ARTICLE:
Class ByLabelClustering

  • All Implemented Interfaces:
    Algorithm, ClusteringAlgorithm<Clustering<Model>>
    Direct Known Subclasses:
    ByLabelOrAllInOneClustering

    @Title("Clustering by label")
    @Description("Cluster points by a (pre-assigned!) label. For comparing results with a reference clustering.")
    @Priority(-100)
    public class ByLabelClustering
    extends java.lang.Object
    implements ClusteringAlgorithm<Clustering<Model>>
    Pseudo clustering using labels.

    This "algorithm" puts elements into the same cluster when they agree in their labels. I.e. it just uses a predefined clustering, and is mostly useful for testing and evaluation (e.g., comparing the result of a real algorithm to a reference result / golden standard).

    If an assignment of an object to multiple clusters is desired, the labels of the object indicating the clusters need to be separated by blanks and the flag ByLabelClustering.Par.MULTIPLE_ID needs to be set.

    TODO: handling of data sets with no labels?

    Since:
    0.2
    Author:
    Erich Schubert
    • Field Summary

      Fields 
      Modifier and Type Field Description
      private boolean multiple
      Allow multiple cluster assignment.
      private java.util.regex.Pattern noisepattern
      Pattern to recognize noise clusters by.
    • Constructor Summary

      Constructors 
      Constructor Description
      ByLabelClustering()
      Constructor without parameters
      ByLabelClustering​(boolean multiple, java.util.regex.Pattern noisepattern)
      Constructor.
    • Field Detail

      • multiple

        private boolean multiple
        Allow multiple cluster assignment.
      • noisepattern

        private java.util.regex.Pattern noisepattern
        Pattern to recognize noise clusters by.
    • Constructor Detail

      • ByLabelClustering

        public ByLabelClustering​(boolean multiple,
                                 java.util.regex.Pattern noisepattern)
        Constructor.
        Parameters:
        multiple - Allow multiple cluster assignments
        noisepattern - Noise pattern
      • ByLabelClustering

        public ByLabelClustering()
        Constructor without parameters
    • Method Detail

      • getInputTypeRestriction

        public TypeInformation[] getInputTypeRestriction()
        Description copied from interface: Algorithm
        Get the input type restriction used for negotiating the data query.
        Specified by:
        getInputTypeRestriction in interface Algorithm
        Returns:
        Type restriction
      • run

        public Clustering<Model> run​(Relation<?> relation)
        Run the actual clustering algorithm.
        Parameters:
        relation - The data input we use
      • singleAssignment

        private java.util.HashMap<java.lang.String,​DBIDs> singleAssignment​(Relation<?> data)
        Assigns the objects of the database to single clusters according to their labels.
        Parameters:
        data - the database storing the objects
        Returns:
        a mapping of labels to ids
      • multipleAssignment

        private java.util.HashMap<java.lang.String,​DBIDs> multipleAssignment​(Relation<?> data)
        Assigns the objects of the database to multiple clusters according to their labels.
        Parameters:
        data - the database storing the objects
        Returns:
        a mapping of labels to ids
      • assign

        private void assign​(java.util.HashMap<java.lang.String,​DBIDs> labelMap,
                            java.lang.String label,
                            DBIDRef id)
        Assigns the specified id to the labelMap according to its label
        Parameters:
        labelMap - the mapping of label to ids
        label - the label of the object to be assigned
        id - the id of the object to be assigned

WORK INSTRUCTIONS:
- a) For each statement, decide whether it agrees with the ByLabelClustering documentation and answer yes or no, quoting the words that settle it: (i) the class was written by Erich Schubert; (ii) to assign an object to multiple clusters, its labels must be separated by commas; (iii) the noisepattern field is declared public.
- b) According to the ByLabelClustering documentation, what is this class mostly useful for?
- c) Write out the part of the ByLabelClustering documentation starting with "public ByLabelClustering​(bo" and going on through "public ByLabelClustering()".

ITEMS:
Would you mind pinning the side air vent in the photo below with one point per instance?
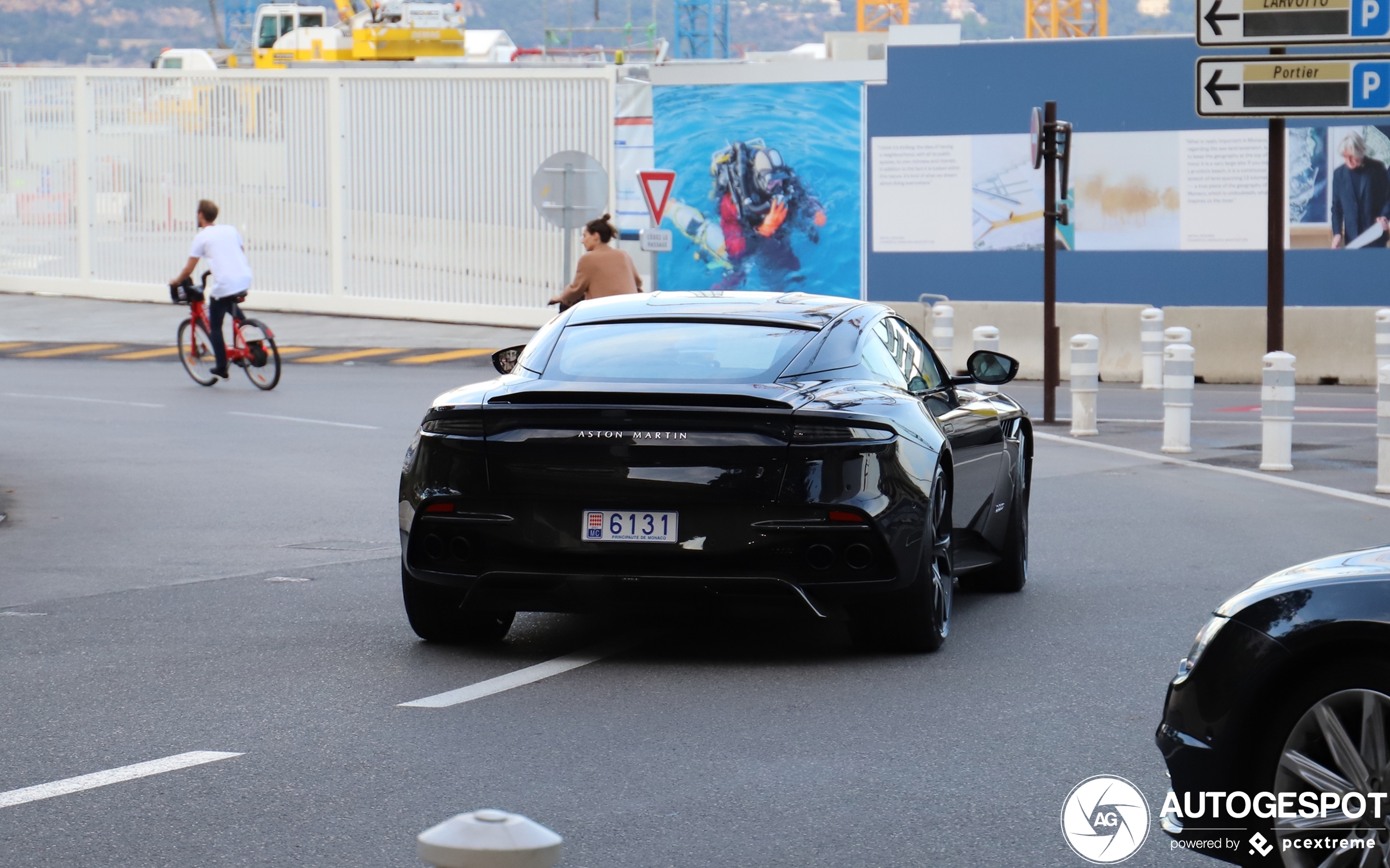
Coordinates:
(457, 425)
(629, 400)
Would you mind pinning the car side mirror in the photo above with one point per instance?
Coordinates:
(990, 368)
(506, 360)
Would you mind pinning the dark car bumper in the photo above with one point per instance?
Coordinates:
(1204, 735)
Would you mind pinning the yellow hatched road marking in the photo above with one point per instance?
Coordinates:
(65, 351)
(444, 356)
(355, 354)
(145, 354)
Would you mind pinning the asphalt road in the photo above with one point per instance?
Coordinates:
(141, 540)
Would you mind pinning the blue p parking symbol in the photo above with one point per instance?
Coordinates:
(1370, 17)
(1371, 85)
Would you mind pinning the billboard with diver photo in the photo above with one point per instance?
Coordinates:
(768, 186)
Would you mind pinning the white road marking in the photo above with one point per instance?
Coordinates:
(523, 676)
(83, 400)
(1264, 478)
(341, 425)
(117, 775)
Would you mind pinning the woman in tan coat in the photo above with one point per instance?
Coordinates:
(601, 271)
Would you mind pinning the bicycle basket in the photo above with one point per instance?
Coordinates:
(186, 293)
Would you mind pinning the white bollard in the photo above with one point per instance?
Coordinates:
(943, 334)
(1382, 337)
(1151, 344)
(1276, 412)
(1086, 383)
(1383, 429)
(1178, 398)
(1178, 334)
(490, 839)
(986, 337)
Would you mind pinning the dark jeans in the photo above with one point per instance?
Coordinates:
(217, 311)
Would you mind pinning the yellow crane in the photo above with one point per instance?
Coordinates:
(1065, 19)
(879, 14)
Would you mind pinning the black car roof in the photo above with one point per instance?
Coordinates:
(790, 308)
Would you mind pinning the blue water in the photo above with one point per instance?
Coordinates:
(816, 127)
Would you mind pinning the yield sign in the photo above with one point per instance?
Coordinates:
(657, 189)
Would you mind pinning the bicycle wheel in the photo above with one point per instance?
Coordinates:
(264, 376)
(195, 351)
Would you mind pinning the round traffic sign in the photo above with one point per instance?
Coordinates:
(1036, 137)
(570, 189)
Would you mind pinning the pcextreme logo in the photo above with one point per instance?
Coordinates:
(1105, 820)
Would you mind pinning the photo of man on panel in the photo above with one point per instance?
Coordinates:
(1360, 198)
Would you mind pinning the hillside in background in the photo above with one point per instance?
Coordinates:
(132, 31)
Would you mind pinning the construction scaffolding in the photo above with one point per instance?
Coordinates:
(1065, 19)
(701, 28)
(879, 14)
(570, 40)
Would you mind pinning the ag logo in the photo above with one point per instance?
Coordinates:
(1105, 820)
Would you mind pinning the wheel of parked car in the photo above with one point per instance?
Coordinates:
(919, 620)
(1336, 743)
(437, 615)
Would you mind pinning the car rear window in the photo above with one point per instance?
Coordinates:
(675, 352)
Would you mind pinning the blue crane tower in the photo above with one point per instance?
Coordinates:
(238, 17)
(701, 28)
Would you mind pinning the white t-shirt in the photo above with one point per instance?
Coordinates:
(222, 248)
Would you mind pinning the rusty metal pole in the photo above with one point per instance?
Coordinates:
(1051, 373)
(1275, 268)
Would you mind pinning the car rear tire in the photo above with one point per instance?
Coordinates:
(918, 618)
(437, 614)
(1332, 724)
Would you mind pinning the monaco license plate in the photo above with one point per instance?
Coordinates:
(630, 526)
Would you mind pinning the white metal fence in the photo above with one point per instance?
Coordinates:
(358, 188)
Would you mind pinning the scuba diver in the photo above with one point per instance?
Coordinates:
(761, 204)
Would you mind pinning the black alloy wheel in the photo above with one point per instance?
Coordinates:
(1329, 736)
(918, 618)
(437, 614)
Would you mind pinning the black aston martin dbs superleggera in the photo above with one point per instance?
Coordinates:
(727, 451)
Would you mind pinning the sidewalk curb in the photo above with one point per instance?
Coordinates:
(1264, 478)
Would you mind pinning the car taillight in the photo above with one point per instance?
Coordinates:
(805, 433)
(455, 426)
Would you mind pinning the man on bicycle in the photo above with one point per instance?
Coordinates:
(225, 255)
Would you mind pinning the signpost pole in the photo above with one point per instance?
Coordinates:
(1051, 376)
(567, 234)
(1275, 268)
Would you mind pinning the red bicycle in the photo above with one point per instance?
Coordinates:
(252, 347)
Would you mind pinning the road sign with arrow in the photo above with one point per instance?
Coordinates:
(1293, 85)
(1279, 22)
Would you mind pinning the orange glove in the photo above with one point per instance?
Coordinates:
(776, 216)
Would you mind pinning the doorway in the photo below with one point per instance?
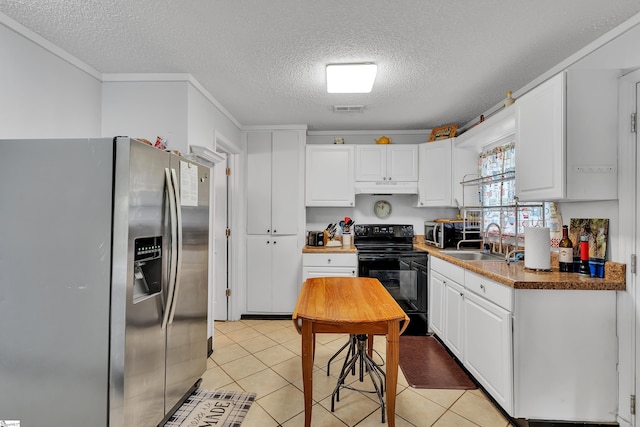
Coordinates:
(225, 228)
(221, 240)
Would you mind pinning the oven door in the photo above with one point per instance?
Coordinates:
(401, 277)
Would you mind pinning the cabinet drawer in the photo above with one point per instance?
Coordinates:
(495, 292)
(447, 269)
(330, 260)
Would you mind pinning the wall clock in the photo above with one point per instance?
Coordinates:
(382, 209)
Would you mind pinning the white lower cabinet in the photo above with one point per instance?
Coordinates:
(453, 317)
(436, 302)
(488, 348)
(541, 354)
(329, 265)
(273, 275)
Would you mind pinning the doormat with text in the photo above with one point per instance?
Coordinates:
(212, 408)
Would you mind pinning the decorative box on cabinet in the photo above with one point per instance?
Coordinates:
(382, 162)
(383, 168)
(330, 175)
(566, 145)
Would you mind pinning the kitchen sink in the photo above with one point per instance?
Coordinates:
(467, 255)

RESULTS FOR EACH TASK:
- a)
(i) Yes: "Author: Erich Schubert"
(ii) No: "the labels of the object indicating the clusters need to be separated by blanks"
(iii) No: "private java.util.regex.Pattern noisepattern"

- b) It is mostly useful for testing and evaluation, such as comparing the result of a real algorithm to a reference result or golden standard.

- c)
public ByLabelClustering​(boolean multiple,
                                 java.util.regex.Pattern noisepattern)
        Constructor.
        Parameters:
        multiple - Allow multiple cluster assignments
        noisepattern - Noise pattern
      • ByLabelClustering

        public ByLabelClustering()